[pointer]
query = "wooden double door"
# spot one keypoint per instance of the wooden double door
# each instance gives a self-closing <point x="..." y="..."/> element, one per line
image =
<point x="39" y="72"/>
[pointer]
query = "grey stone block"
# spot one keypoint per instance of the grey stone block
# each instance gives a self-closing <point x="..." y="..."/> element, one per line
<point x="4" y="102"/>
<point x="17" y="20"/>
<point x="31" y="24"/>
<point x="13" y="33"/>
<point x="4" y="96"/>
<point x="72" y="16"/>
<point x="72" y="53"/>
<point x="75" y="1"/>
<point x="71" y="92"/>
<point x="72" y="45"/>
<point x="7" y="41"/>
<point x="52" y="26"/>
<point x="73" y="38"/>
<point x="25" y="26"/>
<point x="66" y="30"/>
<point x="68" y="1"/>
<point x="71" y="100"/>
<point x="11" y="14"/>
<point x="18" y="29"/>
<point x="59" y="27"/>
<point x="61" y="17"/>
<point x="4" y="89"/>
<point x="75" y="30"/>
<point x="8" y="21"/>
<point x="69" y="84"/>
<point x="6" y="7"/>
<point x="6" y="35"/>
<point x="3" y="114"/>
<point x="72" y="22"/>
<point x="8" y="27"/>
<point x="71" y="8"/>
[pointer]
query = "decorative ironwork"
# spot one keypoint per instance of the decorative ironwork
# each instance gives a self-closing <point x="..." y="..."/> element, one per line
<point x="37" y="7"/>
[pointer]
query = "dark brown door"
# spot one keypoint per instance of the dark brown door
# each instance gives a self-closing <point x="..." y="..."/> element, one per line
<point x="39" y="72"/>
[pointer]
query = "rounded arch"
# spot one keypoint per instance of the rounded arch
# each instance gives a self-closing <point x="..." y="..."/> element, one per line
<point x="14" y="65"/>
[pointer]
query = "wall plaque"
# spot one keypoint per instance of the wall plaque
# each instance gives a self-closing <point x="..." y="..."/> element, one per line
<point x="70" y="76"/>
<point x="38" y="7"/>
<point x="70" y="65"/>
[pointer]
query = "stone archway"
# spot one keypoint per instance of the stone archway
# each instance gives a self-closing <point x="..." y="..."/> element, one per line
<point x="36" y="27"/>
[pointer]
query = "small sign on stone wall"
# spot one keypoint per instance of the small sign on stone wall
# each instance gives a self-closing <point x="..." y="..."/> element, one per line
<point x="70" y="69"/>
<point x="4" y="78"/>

To do
Please state how many lines in the listing above contain the string "ironwork", treating case as significant. Reply with the number alone.

The completed task
2